→ **EXERCISE GOAL**
All of the entries below must be copied out exactly.

→ **SUPPLIED MATERIAL**
^^^^

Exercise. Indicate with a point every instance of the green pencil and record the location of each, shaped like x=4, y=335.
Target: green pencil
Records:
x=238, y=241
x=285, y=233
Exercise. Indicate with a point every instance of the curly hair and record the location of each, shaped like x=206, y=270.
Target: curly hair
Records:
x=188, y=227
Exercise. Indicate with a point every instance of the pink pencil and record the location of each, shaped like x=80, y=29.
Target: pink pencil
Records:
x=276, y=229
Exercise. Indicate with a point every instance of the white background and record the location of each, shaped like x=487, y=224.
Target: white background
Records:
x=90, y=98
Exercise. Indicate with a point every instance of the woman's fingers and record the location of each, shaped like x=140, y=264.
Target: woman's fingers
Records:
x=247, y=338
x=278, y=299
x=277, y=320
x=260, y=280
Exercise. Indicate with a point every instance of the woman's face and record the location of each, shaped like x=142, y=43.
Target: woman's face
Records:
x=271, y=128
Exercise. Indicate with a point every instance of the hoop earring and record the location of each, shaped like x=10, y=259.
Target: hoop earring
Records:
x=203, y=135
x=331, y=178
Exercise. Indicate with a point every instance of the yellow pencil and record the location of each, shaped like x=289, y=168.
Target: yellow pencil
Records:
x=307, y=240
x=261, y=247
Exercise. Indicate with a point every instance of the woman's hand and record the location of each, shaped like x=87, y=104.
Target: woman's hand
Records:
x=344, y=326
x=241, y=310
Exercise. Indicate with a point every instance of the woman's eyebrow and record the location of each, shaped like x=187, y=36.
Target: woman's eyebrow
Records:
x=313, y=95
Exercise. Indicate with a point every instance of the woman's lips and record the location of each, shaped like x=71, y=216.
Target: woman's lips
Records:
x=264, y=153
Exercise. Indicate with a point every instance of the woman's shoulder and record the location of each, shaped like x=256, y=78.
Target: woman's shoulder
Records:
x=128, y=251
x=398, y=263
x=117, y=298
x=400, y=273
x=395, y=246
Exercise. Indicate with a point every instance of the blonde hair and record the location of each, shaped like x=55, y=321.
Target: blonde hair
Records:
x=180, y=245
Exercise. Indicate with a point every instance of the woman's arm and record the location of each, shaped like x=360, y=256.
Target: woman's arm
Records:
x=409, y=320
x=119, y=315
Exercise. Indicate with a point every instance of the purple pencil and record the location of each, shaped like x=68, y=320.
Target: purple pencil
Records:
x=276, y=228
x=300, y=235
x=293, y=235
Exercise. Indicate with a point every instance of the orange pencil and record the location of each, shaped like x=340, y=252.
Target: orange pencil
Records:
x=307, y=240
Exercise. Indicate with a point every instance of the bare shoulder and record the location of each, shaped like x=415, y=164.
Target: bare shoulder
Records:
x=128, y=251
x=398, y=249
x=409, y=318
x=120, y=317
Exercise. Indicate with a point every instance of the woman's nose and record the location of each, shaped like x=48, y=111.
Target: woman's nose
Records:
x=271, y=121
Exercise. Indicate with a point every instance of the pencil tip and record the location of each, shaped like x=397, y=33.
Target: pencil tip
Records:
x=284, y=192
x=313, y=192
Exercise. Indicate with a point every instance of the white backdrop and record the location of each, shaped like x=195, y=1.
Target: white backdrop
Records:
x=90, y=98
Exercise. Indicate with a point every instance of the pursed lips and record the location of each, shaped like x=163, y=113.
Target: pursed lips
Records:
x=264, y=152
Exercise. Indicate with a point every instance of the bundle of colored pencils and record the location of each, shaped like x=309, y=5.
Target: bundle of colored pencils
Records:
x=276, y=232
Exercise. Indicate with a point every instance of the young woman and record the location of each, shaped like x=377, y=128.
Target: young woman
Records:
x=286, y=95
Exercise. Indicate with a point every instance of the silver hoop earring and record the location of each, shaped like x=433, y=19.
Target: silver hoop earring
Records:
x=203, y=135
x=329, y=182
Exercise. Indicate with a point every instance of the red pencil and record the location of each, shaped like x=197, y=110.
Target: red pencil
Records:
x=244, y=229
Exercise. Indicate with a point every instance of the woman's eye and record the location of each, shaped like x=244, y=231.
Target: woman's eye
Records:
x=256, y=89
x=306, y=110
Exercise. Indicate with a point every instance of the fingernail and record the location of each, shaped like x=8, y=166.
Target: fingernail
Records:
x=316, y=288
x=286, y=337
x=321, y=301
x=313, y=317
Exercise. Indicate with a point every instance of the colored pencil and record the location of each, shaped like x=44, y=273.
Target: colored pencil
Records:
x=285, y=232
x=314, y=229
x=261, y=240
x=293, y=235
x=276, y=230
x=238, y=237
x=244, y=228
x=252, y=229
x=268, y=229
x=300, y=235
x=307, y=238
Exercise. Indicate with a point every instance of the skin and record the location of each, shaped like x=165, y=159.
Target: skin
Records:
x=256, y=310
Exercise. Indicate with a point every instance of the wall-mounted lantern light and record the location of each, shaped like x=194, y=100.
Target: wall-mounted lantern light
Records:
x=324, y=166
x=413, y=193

^^^^

→ **RESPONSE TO THE EXERCISE**
Exercise. Indicate with a point every instance of the green pencil and record the location of each, shaped like x=4, y=335.
Target: green pencil
Records:
x=238, y=241
x=285, y=233
Exercise. Indicate with a point every instance of the curly hair and record the location of each, shaped like x=206, y=270.
Target: curly hair
Records:
x=188, y=227
Exercise. Indicate with a point every instance of the pink pencil and record the location of each, shaped like x=80, y=29.
Target: pink pencil
Records:
x=276, y=229
Exercise. Indicate with a point every instance of the white background and record the location of each, shaped like x=487, y=224.
Target: white background
Records:
x=90, y=98
Exercise. Indicate with a point every instance of the woman's fingers and record the location of each, shaped like x=140, y=264.
Target: woman's fingers
Records:
x=247, y=338
x=278, y=299
x=277, y=320
x=260, y=280
Exercise. Indicate with a point every instance of the woman's face and record the location of each, shaped like x=142, y=43.
Target: woman's face
Records:
x=271, y=128
Exercise. Indicate with a point every instance of the hoop earring and record the location of each, shaped like x=10, y=259.
Target: hoop earring
Records:
x=203, y=135
x=331, y=178
Exercise. Indicate with a point every instance of the yellow pencil and record the location of each, shaped like x=289, y=168.
Target: yellow pencil
Records:
x=307, y=240
x=261, y=247
Exercise. Indicate with a point every instance of the woman's hand and record the location of each, shaped like x=87, y=104.
Target: woman's hand
Records:
x=344, y=326
x=241, y=310
Exercise. Indicate with a point every instance of the woman's eyebrow and record the location of each, shaped like x=187, y=36.
Target: woman's eyebrow
Records:
x=313, y=95
Exercise. Indicate with a point every instance of the woman's lips and record the location of each, shaped like x=71, y=216.
Target: woman's lips
Records:
x=264, y=153
Exercise. Indicate with a point every instance of the woman's shoulder and record the location of each, shaped like x=256, y=78.
Target: woman's shoulder
Records:
x=128, y=251
x=398, y=263
x=117, y=298
x=400, y=273
x=395, y=246
Exercise. Indicate with a point every instance of the blonde hair and record the location of each, shaped like x=55, y=321.
Target: blonde hair
Records:
x=180, y=245
Exercise. Indicate with a point every instance of the woman's arm and record the location of each, shaped like x=360, y=256.
Target: woman's arm
Records:
x=409, y=320
x=119, y=315
Exercise. Indicate with a point every instance of the purple pencil and record the location of each, shaped like x=68, y=320.
Target: purple pencil
Records:
x=276, y=228
x=300, y=235
x=293, y=235
Exercise. Indicate with a point every instance of the orange pencil and record the location of each, shaped like x=340, y=252.
Target: orange pencil
Records:
x=307, y=240
Exercise. Indicate with a point every instance of the bare shoulder and record the location of each, shaped like x=415, y=164.
Target: bare shoulder
Records:
x=128, y=251
x=398, y=249
x=409, y=318
x=120, y=317
Exercise. Indicate with a point every instance of the woman's nose and record the location of each, shaped like x=48, y=111.
Target: woman's nose
Records:
x=271, y=121
Exercise. Indicate with a point every instance of the pencil tip and record the location of each, shaped like x=397, y=33.
Target: pencil tip
Records:
x=284, y=192
x=313, y=192
Exercise. Indicate with a point every instance of the white backdrop and record the location of each, shaped like x=195, y=1.
Target: white backdrop
Records:
x=90, y=98
Exercise. Indicate with a point every instance of the pursed lips and record the location of each, shaped like x=163, y=113.
Target: pursed lips
Records:
x=264, y=152
Exercise. Indicate with a point every instance of the bundle of colored pencils and record the location of each, shaped like x=309, y=5.
Target: bundle of colored pencils
Records:
x=276, y=232
Exercise. Indicate with a point every instance of the young woman and record the location of each, shaped like x=377, y=128.
Target: young woman
Records:
x=286, y=95
Exercise. Indicate with a point every instance of the silver hoop earring and record the location of each, shaped like x=433, y=19.
Target: silver hoop earring
Records:
x=203, y=135
x=329, y=182
Exercise. Indicate with a point every instance of the red pencil and record the location of each, shaped like x=197, y=110.
Target: red pencil
Records:
x=244, y=229
Exercise. Indicate with a point every instance of the woman's eye and record the location of each, shaped like x=244, y=231.
Target: woman's eye
Records:
x=256, y=89
x=306, y=110
Exercise. Indicate with a point every instance of the fingernail and record the location of each, shaped like x=8, y=166.
Target: fingernail
Records:
x=316, y=288
x=286, y=337
x=321, y=301
x=313, y=317
Exercise. Indicate with a point every instance of the colored pencil and record the location of each, shaped like x=44, y=273.
Target: colored pencil
Records:
x=285, y=232
x=314, y=229
x=261, y=240
x=293, y=235
x=276, y=230
x=238, y=237
x=244, y=228
x=252, y=229
x=268, y=229
x=300, y=235
x=307, y=238
Exercise. Indicate with a point every instance of the skin and record the location of each, shaped like x=165, y=159.
Target: skin
Records:
x=256, y=310
Exercise. Indicate with a point every instance of the wall-mounted lantern light and record the location of each, shaped like x=194, y=100.
Target: wall-mounted lantern light
Records:
x=324, y=166
x=413, y=193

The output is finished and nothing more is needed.